* _Short task a_:
In the church membership text, on what date was the letter to the Societies and members sent?

* _Supplied text_:

The Oath that was sent to the Society in Prince George was essentially reaffirming what every member under the inspection of this Session must affirm and did affirm when joining with us initially: (1) submission to its lawful authority as the Ordinance of Christ, and (2) reception of the Terms of Membership and the Terms of Communion (including all judicial acts and position papers) without any known disagreement. These two points were fundamental to membership in the PRCE (beginning in 1996). These two points were fundamental to membership in the RPNA when we were a greater Presbytery . Furthermore, these two points did not cease with the dissolution of our greater Presbytery, but are presently fundamental to membership in the RPNA (GM) as was made clear in the letter (June 14, 2003) that was sent to the Societies and members after the dissolution of the Presbytery wherein it asks and answers questions related toboth membership and government.

We ask:

"Has the dissolution of the Presbytery fundamentally changed the membership status of those persons who were under its oversight?"

We respond:

"In short, we maintain that the dissolution of Presbytery does not change the agreement that each of the members made at the time they became members. Our unity is in the truth of Scripture, and it is in our stated doctrine and practice as summarized in our six terms of communion.

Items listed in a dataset
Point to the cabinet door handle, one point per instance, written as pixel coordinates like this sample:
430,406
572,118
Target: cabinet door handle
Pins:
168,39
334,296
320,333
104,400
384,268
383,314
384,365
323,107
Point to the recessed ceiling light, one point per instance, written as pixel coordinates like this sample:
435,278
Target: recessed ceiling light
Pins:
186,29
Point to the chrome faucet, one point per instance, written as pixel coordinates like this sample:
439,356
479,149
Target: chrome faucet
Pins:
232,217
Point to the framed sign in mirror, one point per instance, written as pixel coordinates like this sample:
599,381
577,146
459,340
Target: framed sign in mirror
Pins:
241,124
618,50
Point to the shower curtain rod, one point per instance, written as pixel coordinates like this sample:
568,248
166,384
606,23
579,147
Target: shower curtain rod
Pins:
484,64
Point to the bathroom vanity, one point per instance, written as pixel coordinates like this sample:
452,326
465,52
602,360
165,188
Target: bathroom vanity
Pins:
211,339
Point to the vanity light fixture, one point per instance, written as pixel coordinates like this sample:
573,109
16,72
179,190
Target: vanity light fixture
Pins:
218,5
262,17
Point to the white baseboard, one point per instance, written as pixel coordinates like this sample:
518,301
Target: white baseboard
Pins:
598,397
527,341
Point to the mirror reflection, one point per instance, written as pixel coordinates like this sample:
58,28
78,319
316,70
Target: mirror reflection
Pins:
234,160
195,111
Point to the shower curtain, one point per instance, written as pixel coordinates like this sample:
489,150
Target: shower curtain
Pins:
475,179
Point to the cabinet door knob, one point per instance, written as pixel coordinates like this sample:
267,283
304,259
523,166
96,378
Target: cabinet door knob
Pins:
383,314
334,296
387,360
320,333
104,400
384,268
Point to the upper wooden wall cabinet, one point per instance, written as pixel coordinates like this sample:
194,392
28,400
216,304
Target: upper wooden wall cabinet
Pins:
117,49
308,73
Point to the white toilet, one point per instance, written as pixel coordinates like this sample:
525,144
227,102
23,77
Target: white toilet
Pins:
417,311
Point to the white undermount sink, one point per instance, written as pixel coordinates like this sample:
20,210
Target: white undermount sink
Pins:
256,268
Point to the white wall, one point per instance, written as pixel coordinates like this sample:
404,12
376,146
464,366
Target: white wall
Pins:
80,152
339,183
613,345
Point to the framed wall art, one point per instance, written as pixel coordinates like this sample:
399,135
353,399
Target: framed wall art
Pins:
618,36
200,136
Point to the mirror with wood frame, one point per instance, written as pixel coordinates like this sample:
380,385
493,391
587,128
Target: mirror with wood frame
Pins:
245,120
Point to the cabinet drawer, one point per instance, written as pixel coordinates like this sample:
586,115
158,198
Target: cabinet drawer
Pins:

* _Short task b_:
In the entries starting at the line containing "Point to the mirror with" and ending at the end of the entries, swap "cabinet drawer" for "vanity drawer". Give those lines again with everything else unchanged.

* _Task response a_:
June 14, 2003.

* _Task response b_:
Point to the mirror with wood frame, one point per instance, written as pixel coordinates like this sample:
380,385
493,391
587,128
Target: mirror with wood frame
Pins:
245,120
Point to the vanity drawer, one point per instance, written as pixel coordinates like this sample:
586,115
158,198
Target: vanity drawer
Pins:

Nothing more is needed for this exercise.